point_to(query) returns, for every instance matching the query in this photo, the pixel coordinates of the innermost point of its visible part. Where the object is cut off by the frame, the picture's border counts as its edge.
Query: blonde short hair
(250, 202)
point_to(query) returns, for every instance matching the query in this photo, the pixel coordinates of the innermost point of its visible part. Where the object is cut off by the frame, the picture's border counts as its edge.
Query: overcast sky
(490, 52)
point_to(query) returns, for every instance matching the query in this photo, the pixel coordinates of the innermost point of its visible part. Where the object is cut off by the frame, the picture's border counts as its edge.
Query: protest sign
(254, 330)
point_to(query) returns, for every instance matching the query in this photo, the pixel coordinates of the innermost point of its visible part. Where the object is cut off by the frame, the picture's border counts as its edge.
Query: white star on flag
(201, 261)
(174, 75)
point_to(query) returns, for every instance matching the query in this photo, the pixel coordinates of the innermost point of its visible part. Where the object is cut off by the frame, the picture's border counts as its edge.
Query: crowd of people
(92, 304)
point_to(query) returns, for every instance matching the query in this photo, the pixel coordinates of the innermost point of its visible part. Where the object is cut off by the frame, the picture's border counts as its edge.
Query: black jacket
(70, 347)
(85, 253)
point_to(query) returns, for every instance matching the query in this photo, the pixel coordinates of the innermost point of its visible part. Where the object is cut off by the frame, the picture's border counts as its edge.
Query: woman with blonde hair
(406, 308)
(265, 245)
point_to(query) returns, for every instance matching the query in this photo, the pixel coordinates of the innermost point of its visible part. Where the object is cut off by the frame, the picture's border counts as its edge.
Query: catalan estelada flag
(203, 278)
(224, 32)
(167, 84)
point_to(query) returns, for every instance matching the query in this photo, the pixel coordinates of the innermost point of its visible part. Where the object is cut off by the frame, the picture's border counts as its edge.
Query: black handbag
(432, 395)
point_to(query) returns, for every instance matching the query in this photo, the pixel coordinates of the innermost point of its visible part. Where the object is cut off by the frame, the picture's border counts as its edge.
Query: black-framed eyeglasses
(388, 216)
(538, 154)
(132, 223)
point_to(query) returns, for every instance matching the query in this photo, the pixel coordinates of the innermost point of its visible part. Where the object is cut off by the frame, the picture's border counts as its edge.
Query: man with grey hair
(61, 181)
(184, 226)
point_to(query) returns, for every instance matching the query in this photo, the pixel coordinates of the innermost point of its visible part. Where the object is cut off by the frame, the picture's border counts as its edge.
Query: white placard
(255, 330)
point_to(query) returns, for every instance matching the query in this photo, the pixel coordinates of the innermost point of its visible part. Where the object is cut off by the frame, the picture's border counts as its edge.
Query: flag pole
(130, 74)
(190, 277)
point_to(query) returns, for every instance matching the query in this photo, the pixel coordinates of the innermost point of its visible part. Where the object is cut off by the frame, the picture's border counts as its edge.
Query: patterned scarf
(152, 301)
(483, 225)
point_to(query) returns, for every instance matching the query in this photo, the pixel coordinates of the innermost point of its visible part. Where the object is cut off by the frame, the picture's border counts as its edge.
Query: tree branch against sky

▶ _Request_: Reproduce every one of the lines above verbatim, with no changes to any character.

▶ _Solution to this problem_:
point_to(query) returns, for every instance matching the query in this photo, the pixel coordinates of the innermost point of its visible part. Where the object is cut off by the frame, the picture's border counts as its edge.
Query: blonde short hair
(250, 202)
point_to(query) returns, for every instance matching the query in this photo, the pixel coordinates of the innermost point of its visible part. Where the object is cut off by the frame, the picture's border counts as its edge.
Query: overcast sky
(490, 52)
point_to(query) returns, for every instance matching the query in this photo, the pixel coordinates of the innermost point of its visible part. Where the object is cut off by the frame, the picture's border counts as its edge.
Query: protest sign
(254, 330)
point_to(query) returns, for every instance matching the query in this photo, the pixel coordinates of the innermost point of its visible part. Where the object is cut off by the frame, the picture's border counts as its edge.
Query: white star on flag
(201, 261)
(174, 75)
point_to(query) returns, for every instance matching the query in this photo, the pixel coordinates of the innermost point of its visible part. Where the object is cut off by the frame, the picture's border counts as its edge.
Query: crowd of people
(92, 304)
point_to(query) returns, for every instance matching the query in this photo, the pixel coordinates of the innermost point of its visible part. Where the object is cut off by the frame, the picture's border counts as its edge.
Query: black jacket
(70, 347)
(85, 253)
point_to(query) returns, for every instance matching the query in this photo, the pixel coordinates of the innermost point of its visible part. Where the object is cut off by the frame, the picture's border counts as its edge.
Query: woman with blonde hair
(406, 308)
(265, 245)
point_to(query) returns, for every instance matching the query in this photo, the pixel coordinates of the innermost point of its visible part. Where the object is cut off by the frame, the picture's border counts as its edge.
Query: catalan estelada flag
(203, 278)
(224, 32)
(167, 84)
point_to(query) returns, for every instance matching the query in this photo, the pixel coordinates of the innermost point of its visible part. Where the object is cut off by the frame, the picture's border counts as its edge.
Query: black handbag
(432, 395)
point_to(query) returns, for every instance matching the query in this photo, the pixel coordinates of the innermost point of its visible part. Where the object is cut off by the frame, the picture's border counts as its edge.
Query: black-framed eyeglasses
(388, 216)
(538, 154)
(132, 223)
point_to(query) returns, for every instance matching the query in this photo, the pixel coordinates of the innermost point of its visible part. Where the object is cut off by the frame, the picture's border counts as its edge.
Query: man with grey hair
(61, 181)
(184, 226)
point_to(query) returns, for every instance matching the query in this photo, the pixel coordinates of the innermost point of its visible part. Where the object is cut off by the frame, the picture's border counts as its edge.
Query: white placard
(255, 330)
point_to(query) returns, for every instance matching the query in this photo, the pixel coordinates of the innermost point of its visible part. Where the object is cut off by the frame, the picture's border counts as its edge.
Query: flag pole
(130, 74)
(190, 277)
point_to(query) returns, for every instance matching the query in this photo, the pixel coordinates of the innermost point of its visible part. Where the object is cut off by the frame, the picture's border counts as its edge.
Query: patterned scarf
(152, 301)
(483, 225)
point_to(query) returns, for every instance matching the query in this photo, the pixel coordinates of the innermost point of its visible part. Where the object is cut off by the frame, the picture's border counts as its edge.
Query: tree branch against sky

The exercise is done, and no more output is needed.